Wheeler is simply saying that he will not act outside the Reserve Bank legislated framework. He has thrown the ball back to the government. If the government got the housing market under control, then the Reserve Bank could lower the OCR because other than rising house prices, inflation is quite tame. This should lower the exchange rate and help the economy in general. 
The government has said it can control the housing market by supply side measures, such as somehow getting councils to reduce the cost and increase the number of housing consents. Of course we are still waiting on the details.  
What Wheeler has done is force the government to put some actions with their words. If they want to try supply side measures, do it. If they are not confident that these will work, well their are plenty of other options as this article outlines, including changing Wheelers job description. 
If English and Key do nothing, then they have to face the consquences of that choice. We can vote to get rid of them, we do not get to vote on Wheeler.

Pass along comment sent to

Pass along comment sent to me yesterday ....
I agree with Graeme Wheeler's and Grant Spencer's comments on the clip.
I would have made Friedman's point that inflation is always and everywhere a monetary phenomena, i.e. its all about money supply.
Secondly, I would have made the point about the need for tighter fiscal settings at least as we go forward to reduce pressure on monetary policy and on the export and import competing sector. 
Loan to value ratios are essentially irrelevant for monetary policy - inflation is a rise in the general level of prices not in the price of any particular goods or services.  
They may have some relevance in judging how prudent lenders are but that again is mainly about the financial viability of individual institutions not the soundness of the banking system as a whole which should be the RB's focus under the macro-prudential heading. 
I can understand why the RB would not be as blunt as the above as they would not want to set the hares running.
As I have been saying for some time, I am not persuaded by Bernard Hickey.   I regard him as wobbly on too many policy issues.
This is a distraction from the issues that you have been pushing about supply of land.

Hugh, Inflation is a

Hugh, Inflation is a degrading of money that is why prices go up. You need more and more money to buy the same thing because money is loosing it's value.

Mike B ...yes.   As the guy

Mike B ...yes.
As the guy commenting to me above made clear, it is best if Monetary Policy is kept focused as it us at present.
Indeed is rather amusing to me how Bernard has confused things by bringing up Monetary issues - just when the Govenment has made it clear it is focused on 4 key areas - land supply, infrastructure financing, construction costs and process.
This "focus" is critically important in dealing with housing and Local Government issues effectively.
Why isn't Bernard focused on encouraging discussionn on solutions to the 4 key areas the Government is correctly focusing on - after 8 years of yapping, 8 Annual Demographia Surveys. 2 major Inquiries, reputable international research to back up what the Government is doing ......and all the rest of it ?

GIVEN MATERIAL »
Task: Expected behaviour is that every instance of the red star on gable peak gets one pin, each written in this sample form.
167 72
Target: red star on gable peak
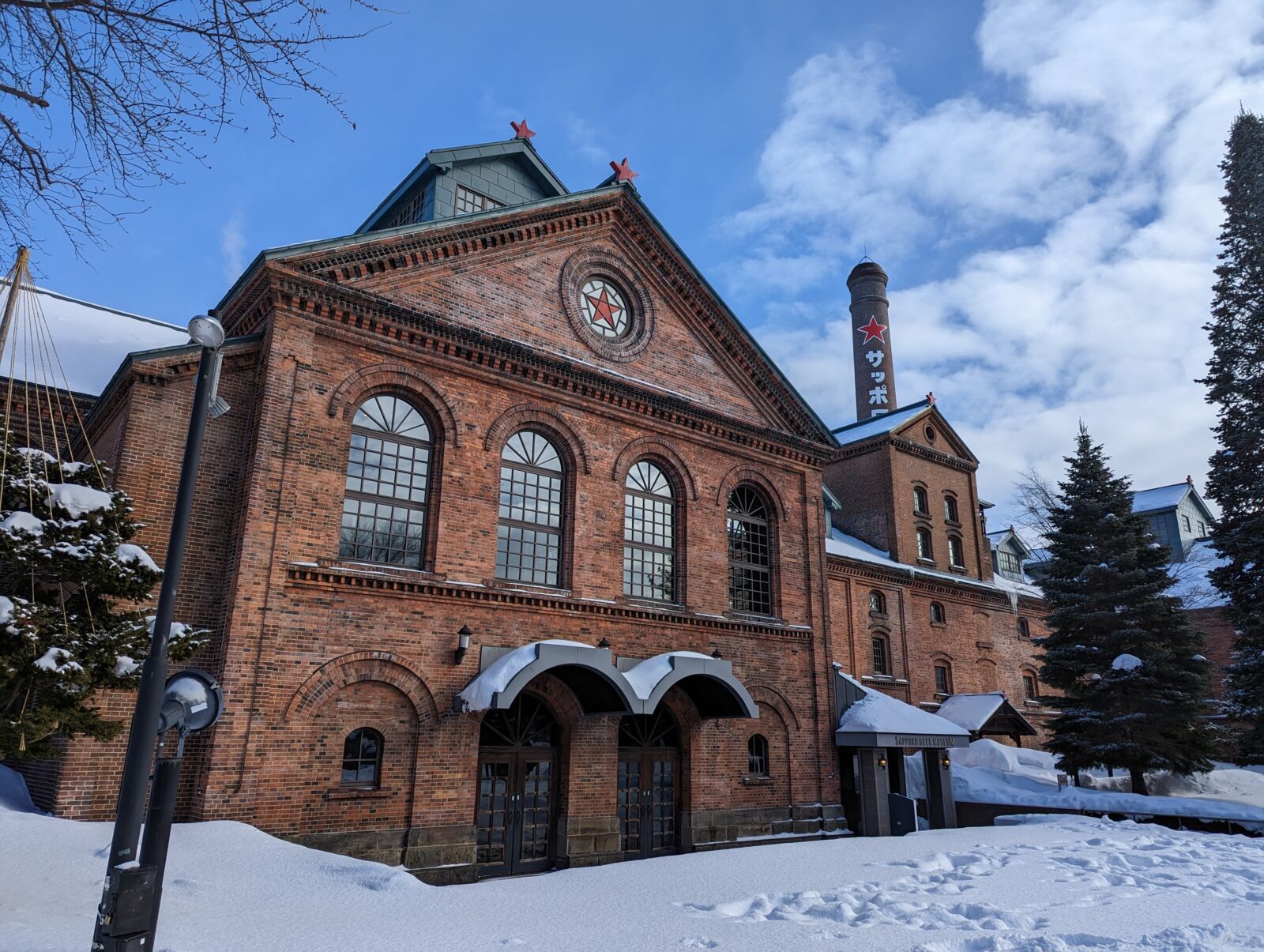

WORK TO COMPLETE »
1. Reproduce the passage of the Reserve Bank and housing comments from "Mike B ...yes.   As" to "us at present." word for word.
2. In the Reserve Bank and housing comments, which four key areas is the Government said to be focused on?
3. Carry on the Reserve Bank and housing comments, starting after their final sentence.

EXERCISE RESPONSES »
1.
Mike B ...yes.   As the guy

Mike B ...yes.
As the guy commenting to me above made clear, it is best if Monetary Policy is kept focused as it us at present.

2. Land supply, infrastructure financing, construction costs and process.

3.
I dont know what Bernards qualifications, experience and track record are in these issues being discussed. I haven't a clue about Monetary policy - but I sure know my way around urban issues and development, with a track record to prove it.
Hugh Pavletich

Hugh, You may well be right

You may well be right on housing and local government issues; although I am very sceptical that whatever moves the government are making will help in Auckland much before 2014, if at all. I also note that someone posted yesterday that all the house price appreciation in Auckland is in the inner suburbs; the outer generally cheaper suburbs are relatively stagnant , slightly challenging the premise that there is demand for housing yet further out. Nevertheless am willing to concede you are all over the subject, and what they are proposing can do little harm.
Admitting that you don't know anything about monetary policy, and then suggesting the government leave it well alone, is not persuasive. Since they have come to power, the NZD has appreciated by 33% against the USD, the main benchmark trading currency. So all of our locally managed costs, would be all else being equal, 33% higher in USD terms than they were. Am sure some market adjustments have been made since, so the overvaluation is probably closer to 20%.
These costs include rent, rates, electricity, utilities, government fees, as well as wages (which need to remain high in NZD terms to pay all the other NZ costs), and collectively make it near impossible for any new business, without a very significant competitive advantage in some aspect of their business, to even consider setting up here. And many who are here, are either falling over, selling up, or moving out.
In the meantime, hands off monetarism has let the banks flood the market with foreign money, all looking for property to secure itself against. As Westpac noted, that is the overwhelming reason for the current bubble resurfacing. And this foreign money is causing all the other problems we have.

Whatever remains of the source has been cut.